Instructions to follow →
Could you gather every line in the rows below that contains the word "sandy"? Case counts.

━━ Material shown ━━

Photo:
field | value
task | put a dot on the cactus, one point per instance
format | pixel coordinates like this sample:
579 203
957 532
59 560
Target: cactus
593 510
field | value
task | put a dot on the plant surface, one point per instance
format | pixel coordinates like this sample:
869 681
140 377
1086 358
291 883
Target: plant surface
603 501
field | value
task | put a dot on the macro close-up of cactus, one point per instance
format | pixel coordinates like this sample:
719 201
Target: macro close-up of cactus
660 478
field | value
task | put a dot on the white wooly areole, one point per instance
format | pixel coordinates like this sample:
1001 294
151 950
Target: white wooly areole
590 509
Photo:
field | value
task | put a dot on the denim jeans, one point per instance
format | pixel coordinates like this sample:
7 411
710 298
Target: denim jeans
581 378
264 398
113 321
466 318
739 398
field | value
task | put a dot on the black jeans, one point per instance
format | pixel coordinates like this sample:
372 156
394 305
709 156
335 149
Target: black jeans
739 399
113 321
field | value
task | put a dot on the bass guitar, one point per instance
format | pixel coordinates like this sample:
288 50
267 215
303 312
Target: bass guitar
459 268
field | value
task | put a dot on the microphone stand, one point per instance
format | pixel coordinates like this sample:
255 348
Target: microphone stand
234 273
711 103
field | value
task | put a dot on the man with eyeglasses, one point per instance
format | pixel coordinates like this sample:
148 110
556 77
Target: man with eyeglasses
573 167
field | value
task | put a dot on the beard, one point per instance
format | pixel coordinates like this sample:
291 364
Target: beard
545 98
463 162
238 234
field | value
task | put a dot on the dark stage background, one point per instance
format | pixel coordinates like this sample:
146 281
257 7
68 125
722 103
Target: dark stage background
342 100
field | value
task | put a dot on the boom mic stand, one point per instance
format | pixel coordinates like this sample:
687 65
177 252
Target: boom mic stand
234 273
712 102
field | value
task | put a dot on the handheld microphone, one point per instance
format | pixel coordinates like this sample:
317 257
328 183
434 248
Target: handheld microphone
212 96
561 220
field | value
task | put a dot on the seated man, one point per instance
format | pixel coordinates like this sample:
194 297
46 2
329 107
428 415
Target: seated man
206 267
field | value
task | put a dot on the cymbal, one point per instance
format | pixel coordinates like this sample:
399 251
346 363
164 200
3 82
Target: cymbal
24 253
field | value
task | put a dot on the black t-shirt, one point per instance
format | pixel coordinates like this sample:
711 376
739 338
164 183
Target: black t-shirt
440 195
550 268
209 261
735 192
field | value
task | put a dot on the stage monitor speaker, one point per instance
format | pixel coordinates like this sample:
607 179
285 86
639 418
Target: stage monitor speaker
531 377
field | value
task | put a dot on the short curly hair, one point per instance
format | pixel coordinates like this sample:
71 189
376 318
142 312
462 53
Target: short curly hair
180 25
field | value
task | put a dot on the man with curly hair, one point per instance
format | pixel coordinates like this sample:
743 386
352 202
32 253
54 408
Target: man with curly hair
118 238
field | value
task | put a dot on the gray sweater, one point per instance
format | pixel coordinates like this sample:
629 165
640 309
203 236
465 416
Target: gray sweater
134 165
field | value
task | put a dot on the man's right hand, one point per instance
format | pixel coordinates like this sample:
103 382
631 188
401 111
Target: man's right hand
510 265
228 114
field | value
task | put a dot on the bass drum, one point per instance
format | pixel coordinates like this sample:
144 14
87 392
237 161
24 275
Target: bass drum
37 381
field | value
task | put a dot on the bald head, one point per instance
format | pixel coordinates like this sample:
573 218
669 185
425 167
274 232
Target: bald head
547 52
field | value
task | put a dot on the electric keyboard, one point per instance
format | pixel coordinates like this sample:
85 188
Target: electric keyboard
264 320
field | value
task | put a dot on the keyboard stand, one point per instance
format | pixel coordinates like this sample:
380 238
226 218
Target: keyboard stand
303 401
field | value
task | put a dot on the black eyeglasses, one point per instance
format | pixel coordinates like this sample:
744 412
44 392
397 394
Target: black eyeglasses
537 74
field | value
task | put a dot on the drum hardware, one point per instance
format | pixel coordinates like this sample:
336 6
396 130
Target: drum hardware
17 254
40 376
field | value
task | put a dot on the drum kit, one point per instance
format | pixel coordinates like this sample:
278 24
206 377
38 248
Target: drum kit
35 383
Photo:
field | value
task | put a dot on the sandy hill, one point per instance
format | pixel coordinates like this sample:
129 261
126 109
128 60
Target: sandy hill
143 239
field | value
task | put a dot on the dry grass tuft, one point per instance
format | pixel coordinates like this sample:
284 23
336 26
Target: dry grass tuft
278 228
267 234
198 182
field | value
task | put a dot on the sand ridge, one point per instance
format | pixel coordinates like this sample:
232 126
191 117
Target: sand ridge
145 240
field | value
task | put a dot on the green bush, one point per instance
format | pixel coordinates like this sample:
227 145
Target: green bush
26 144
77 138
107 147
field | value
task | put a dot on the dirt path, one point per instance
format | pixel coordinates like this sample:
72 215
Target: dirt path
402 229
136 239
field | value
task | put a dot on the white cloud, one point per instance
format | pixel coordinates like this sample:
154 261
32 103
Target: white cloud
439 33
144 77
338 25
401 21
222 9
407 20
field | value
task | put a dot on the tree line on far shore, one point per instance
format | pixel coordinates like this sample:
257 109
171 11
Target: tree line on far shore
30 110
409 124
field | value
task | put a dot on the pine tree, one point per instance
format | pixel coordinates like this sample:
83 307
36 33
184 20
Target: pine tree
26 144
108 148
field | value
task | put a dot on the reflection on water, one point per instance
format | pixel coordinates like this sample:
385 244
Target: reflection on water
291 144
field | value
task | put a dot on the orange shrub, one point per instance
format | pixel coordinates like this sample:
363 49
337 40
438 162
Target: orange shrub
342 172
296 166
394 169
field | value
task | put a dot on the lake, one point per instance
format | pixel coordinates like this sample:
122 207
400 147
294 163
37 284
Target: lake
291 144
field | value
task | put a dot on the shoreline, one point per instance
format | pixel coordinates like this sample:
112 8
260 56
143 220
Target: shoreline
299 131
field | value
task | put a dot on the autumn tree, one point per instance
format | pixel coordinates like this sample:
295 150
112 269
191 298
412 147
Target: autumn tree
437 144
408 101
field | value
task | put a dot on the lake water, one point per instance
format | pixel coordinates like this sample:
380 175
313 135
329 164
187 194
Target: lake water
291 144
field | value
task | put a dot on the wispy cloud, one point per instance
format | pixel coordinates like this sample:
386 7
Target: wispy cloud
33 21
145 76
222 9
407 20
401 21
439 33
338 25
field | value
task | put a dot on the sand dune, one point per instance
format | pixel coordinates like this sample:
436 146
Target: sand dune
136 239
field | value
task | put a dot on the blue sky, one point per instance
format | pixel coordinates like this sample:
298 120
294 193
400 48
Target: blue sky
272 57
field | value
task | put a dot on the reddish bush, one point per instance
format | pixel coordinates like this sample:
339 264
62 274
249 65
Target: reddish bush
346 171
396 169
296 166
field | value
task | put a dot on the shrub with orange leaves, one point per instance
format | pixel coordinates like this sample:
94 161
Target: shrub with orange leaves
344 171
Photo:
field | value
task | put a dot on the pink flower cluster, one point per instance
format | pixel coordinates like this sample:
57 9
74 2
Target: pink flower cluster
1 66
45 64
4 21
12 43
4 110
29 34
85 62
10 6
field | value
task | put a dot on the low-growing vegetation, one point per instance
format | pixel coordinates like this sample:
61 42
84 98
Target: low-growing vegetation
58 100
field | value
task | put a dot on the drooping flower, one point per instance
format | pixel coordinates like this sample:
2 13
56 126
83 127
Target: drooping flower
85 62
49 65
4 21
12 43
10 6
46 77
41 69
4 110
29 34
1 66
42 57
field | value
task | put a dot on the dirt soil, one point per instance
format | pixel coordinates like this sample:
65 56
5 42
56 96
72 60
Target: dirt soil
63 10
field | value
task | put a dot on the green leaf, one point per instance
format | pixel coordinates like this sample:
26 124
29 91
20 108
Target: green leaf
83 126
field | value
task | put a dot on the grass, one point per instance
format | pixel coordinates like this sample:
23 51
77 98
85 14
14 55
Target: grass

━━━

Task output →
task | put a dot on the sandy hill, one point per instance
Target: sandy hill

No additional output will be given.